• Given exercise 1: List each line in the records below that contains the word "scale". Case counts, so match capitals exactly.

• Selected excerpt:
==========

1.05 Binary Coded Decimal (BCD)

  • Binary coded decimal (BCD) is used in applications where single denary digits need to be stored or transmitted.

  • Each digit is represented by a nibble (4 bits), with codes 1010 to 1111 having no meaning.

  • Denary numbers with more than one digit require a group of four bits for each denary digit to be converted to BCD.
    Simple scheme: The digits are coded as the binary values from 0000 to 1001. Options for BCD storage include storing one BCD code in one byte (leaving four bits unused) or packed BCD where two 4-bit codes are stored in one byte.

  • Applications include displaying denary digits (e.g., on a calculator) and representation of currency values.

  • BCD arithmetic, like addition or subtraction requires additional steps because the result of simply binary addition is different (using a correction value to perform BCD addition).

  • Binary coded decimal (BCD): storage of a binary value representing one denary digit in a nibble

    • Packed BCD: when two BCD nibbles are stored in one byte

1.04 Internal Coding of Text

  • A coding scheme is needed to provide a unique binary code for each distinct individual component item of the text, such a code is referred to as a character code

  • ASCII (American Standard Code for Information Interchange): *A 7-bit version of the code (often referred to as US ASCII) was standardised many years ago by ANSI (American National Standards Institute).

==========

• Extracted material:
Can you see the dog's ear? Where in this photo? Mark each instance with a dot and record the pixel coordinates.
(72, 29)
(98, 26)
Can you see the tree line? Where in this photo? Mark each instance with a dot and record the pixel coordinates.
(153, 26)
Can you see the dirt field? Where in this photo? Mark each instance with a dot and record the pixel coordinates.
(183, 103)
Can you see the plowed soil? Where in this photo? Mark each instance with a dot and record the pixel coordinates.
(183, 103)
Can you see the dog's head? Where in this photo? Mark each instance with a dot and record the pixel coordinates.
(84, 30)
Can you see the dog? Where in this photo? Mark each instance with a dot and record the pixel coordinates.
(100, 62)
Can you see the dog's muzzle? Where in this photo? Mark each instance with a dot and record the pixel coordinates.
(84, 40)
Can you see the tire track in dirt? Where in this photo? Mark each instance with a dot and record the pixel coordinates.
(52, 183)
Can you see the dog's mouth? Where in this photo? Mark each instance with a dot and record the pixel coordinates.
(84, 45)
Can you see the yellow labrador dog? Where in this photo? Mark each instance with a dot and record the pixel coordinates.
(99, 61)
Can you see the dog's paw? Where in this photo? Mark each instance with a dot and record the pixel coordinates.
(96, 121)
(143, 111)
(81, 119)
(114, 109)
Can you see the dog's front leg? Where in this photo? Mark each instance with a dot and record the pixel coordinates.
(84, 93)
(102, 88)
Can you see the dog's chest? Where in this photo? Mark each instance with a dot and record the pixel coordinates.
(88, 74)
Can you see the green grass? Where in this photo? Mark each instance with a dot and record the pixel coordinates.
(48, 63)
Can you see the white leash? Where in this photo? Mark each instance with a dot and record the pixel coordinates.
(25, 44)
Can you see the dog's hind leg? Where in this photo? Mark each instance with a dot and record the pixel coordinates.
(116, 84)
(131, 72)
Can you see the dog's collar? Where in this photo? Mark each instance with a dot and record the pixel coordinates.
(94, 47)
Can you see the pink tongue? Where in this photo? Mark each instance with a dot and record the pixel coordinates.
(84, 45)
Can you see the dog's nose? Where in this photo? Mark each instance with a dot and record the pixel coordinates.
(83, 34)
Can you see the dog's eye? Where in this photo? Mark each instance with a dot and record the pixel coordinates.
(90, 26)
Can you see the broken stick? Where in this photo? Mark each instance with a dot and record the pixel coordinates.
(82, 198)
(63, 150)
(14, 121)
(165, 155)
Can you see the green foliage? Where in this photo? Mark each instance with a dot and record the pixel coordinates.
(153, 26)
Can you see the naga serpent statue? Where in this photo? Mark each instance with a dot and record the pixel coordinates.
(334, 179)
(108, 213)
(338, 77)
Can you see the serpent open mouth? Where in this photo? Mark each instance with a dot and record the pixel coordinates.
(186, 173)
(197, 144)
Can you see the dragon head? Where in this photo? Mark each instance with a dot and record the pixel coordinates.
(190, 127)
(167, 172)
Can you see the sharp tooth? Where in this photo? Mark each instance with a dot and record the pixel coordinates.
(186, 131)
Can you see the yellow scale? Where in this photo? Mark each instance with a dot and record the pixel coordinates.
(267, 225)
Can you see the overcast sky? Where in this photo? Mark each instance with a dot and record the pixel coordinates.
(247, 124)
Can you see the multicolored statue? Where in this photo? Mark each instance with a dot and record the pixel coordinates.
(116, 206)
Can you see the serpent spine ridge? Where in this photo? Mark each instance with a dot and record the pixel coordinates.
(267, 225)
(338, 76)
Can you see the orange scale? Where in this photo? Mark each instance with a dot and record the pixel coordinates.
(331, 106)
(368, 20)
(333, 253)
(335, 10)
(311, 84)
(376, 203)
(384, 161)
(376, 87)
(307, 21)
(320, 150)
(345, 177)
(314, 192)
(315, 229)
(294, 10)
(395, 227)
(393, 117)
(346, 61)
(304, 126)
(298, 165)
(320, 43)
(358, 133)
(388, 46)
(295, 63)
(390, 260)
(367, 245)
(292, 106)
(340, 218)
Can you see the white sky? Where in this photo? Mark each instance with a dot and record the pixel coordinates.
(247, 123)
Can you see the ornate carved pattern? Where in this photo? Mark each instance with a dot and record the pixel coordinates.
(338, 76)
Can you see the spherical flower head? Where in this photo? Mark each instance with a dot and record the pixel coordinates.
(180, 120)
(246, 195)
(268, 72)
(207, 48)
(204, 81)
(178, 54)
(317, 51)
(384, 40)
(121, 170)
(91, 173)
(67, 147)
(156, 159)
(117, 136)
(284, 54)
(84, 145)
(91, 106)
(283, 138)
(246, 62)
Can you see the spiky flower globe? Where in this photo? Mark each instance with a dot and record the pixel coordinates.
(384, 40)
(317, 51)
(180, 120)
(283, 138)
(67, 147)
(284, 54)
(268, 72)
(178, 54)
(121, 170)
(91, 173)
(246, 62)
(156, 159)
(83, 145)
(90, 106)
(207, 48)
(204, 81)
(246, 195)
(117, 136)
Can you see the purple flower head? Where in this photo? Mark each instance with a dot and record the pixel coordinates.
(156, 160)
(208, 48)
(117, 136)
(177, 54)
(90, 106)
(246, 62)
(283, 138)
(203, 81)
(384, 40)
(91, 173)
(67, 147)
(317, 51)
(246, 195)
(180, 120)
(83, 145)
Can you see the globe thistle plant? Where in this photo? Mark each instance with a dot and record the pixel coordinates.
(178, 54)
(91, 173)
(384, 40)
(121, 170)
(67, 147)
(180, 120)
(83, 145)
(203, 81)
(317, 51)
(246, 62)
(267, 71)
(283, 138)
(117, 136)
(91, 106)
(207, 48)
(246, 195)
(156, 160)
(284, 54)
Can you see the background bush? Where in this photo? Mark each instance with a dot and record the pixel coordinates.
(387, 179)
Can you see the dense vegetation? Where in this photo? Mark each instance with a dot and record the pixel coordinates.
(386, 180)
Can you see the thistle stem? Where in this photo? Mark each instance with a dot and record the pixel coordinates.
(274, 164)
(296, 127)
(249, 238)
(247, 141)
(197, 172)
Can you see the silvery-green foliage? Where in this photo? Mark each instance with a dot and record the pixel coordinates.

==========

• Given exercise 2: Set down, word for word, the stretch of the BCD notes above that begins with the words "1.04 Internal Coding" and ends with "National Standards Institute).".

• Exercise solution 1:
Can you see the yellow scale? Where in this photo? Mark each instance with a dot and record the pixel coordinates.
Can you see the orange scale? Where in this photo? Mark each instance with a dot and record the pixel coordinates.

• Exercise solution 2:
1.04 Internal Coding of Text

  • A coding scheme is needed to provide a unique binary code for each distinct individual component item of the text, such a code is referred to as a character code

  • ASCII (American Standard Code for Information Interchange): *A 7-bit version of the code (often referred to as US ASCII) was standardised many years ago by ANSI (American National Standards Institute).